> _THE TASKS_
- A) Transcribe the portion of the GAN text that opens with the words containing "The real samples" and closes with "shape of (31,31,1).".
- B) Using the GAN text, answer these:
(i) What shape do the sequential features have?
(ii) How many generators are used to produce fake samples from noise?
(iii) What is the name of the JSON file that is opened to load the labels?

> _QUOTED TEXT_
****

# GAN

The real samples has three types of features: 
- non sequential features which has a shape of (14, )
- sequential features which has a shape of (60,17)
- image features(MTF along the features) which has a shape of (31,31,1). 

There are three corresponding input layers in the discriminators which were then followed by Dense layers, LSTM layers or CNN layers and merged together. After that there are several dense layers for classification. 


Correspondingly, we have three generators to generate fake samples from noise. 


## Import data

In [1]:
import pandas as pd
import numpy as np
import json
from tqdm import tqdm
import matplotlib.pyplot as plt
import keras
from keras import layers
from keras_self_attention import SeqSelfAttention
from tensorflow.keras.optimizers import Adam,RMSprop,SGD
from keras.layers import Input, Embedding, multiply, BatchNormalization
from keras.models import Model, Sequential
from keras.layers.core import Reshape, Dense, Dropout, Flatten
from keras.layers.advanced_activations import LeakyReLU
from keras.layers import Dense, Dropout, Flatten,concatenate,LSTM,Input,Bidirectional
from keras.layers import Conv2D, MaxPooling2D,AveragePooling2D,Input, Dense, Reshape, Flatten, Embedding, Dropout,Conv2DTranspose
from keras import backend as K
from keras import initializers
from keras.utils import to_categorical
from keras import backend as K
from keras import regularizers
from keras import metrics


with open('label.json') as f:
    labels=json.load(f)

****

> _INFORMATION SUPPLIED_
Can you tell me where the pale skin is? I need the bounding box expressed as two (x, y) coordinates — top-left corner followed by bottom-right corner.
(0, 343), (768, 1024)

****

> _THE SOLUTIONS_
- A)
The real samples has three types of features: 
- non sequential features which has a shape of (14, )
- sequential features which has a shape of (60,17)
- image features(MTF along the features) which has a shape of (31,31,1).

- B)
(i) (60,17)
(ii) Three
(iii) label.json